WORK INSTRUCTION 1
Name every candidate the article on Marti Coley says she ran against in an election.
WORK INSTRUCTION 2
Transcribe the article on Marti Coley from "Personal details" to "2005 to 2012.".

===== SELECTED PASSAGE

Member of the Florida House of Representatives
- In office June 14, 2005 – November 4, 2014
- Preceded by: David Coley
- Succeeded by: Brad Drake
- Constituency: 7th district (2005–2012) 2nd district (2012–2014)

Personal details
- Born: March 15, 1961 (age 65) Blountstown, Florida
- Party: Republican
- Spouse: David Coley (deceased)
- Children: Kristin, Vance, Hunter
- Education: Chipola College (A.A.) Florida State University (B.A.)
- Profession: Teacher

= Marti Coley =

American politician

Marti Coley (born March 15, 1961) is a former Republican member of the Florida House of Representatives, representing the 5th District, which includes Holmes County, Jackson County, Walton County, Washington County, and northern Bay County, since 2012, previously representing the 7th District from 2005 to 2012.

==History==
Coley was born in Blountstown, and attended Chipola College and Florida State University, where she graduated with a degree in English education in 1984. After graduation, she began teaching in Thomasville, Georgia, but moved with her husband to Marianna in 1985. Coley then began teaching at Malone High School, where she worked until 1989, at which point she joined the faculty of Chipola College.

==Florida House of Representatives==
When her husband, State Representative David Coley, died, Marti Coley ran to succeed him in 2005 in the 7th District, which was based in the Florida Panhandle and included parts of Bay, Calhoun, Gadsden, Jackson, Leon, Liberty, Okaloosa, Wakulla, and Washington Counties. In a special election on June 14, 2005, Coley defeated Democratic nominee Carl Joaquin Duncan with 81% of the vote. She was subsequently re-elected without opposition in 2006 and 2008. Coley faced Democratic nominee David B. Pleat when she ran for re-election in 2010, but owing to the conservative nature of the district, she was re-elected easily, winning 74% of the vote.

When Florida House districts were redrawn in 2012, Coley ended up in a radically redrawn district that included much territory that she had not previously represented. In the Republican primary, she encountered Danny Glidewell, whom she easily defeated with 69% of the vote. Independent candidate Travis Pitts was her only opposition in the general election, and she won with 73% of the vote.

==========
===== RECORD SET

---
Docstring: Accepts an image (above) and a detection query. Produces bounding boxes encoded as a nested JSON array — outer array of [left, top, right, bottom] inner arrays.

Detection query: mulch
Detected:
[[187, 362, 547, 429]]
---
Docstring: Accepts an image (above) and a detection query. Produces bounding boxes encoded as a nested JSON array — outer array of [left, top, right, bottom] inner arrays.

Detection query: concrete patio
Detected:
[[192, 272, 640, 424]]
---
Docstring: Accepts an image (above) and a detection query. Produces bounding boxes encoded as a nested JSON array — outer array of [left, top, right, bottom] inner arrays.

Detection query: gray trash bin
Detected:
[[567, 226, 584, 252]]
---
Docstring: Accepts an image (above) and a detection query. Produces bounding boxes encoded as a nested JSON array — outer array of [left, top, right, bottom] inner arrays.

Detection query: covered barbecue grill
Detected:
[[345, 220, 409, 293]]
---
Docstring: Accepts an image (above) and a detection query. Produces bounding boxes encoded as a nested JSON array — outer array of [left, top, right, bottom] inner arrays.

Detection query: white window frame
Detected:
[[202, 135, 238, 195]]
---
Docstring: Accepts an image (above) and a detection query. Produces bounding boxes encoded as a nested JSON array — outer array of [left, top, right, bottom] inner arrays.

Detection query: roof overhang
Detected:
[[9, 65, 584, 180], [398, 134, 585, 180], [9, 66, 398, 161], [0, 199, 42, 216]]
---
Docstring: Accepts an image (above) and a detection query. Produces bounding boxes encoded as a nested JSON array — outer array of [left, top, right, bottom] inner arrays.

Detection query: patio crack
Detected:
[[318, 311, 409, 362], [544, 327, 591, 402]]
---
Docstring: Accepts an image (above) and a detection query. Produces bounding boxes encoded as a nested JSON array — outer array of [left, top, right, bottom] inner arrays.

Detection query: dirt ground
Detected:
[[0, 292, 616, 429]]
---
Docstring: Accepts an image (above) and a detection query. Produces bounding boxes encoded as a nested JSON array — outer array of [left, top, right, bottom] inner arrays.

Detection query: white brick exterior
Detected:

==========

EXPECTED ANSWER 1
Carl Joaquin Duncan, David B. Pleat, Danny Glidewell, Travis Pitts

EXPECTED ANSWER 2
Personal details
- Born: March 15, 1961 (age 65) Blountstown, Florida
- Party: Republican
- Spouse: David Coley (deceased)
- Children: Kristin, Vance, Hunter
- Education: Chipola College (A.A.) Florida State University (B.A.)
- Profession: Teacher

= Marti Coley =

American politician

Marti Coley (born March 15, 1961) is a former Republican member of the Florida House of Representatives, representing the 5th District, which includes Holmes County, Jackson County, Walton County, Washington County, and northern Bay County, since 2012, previously representing the 7th District from 2005 to 2012.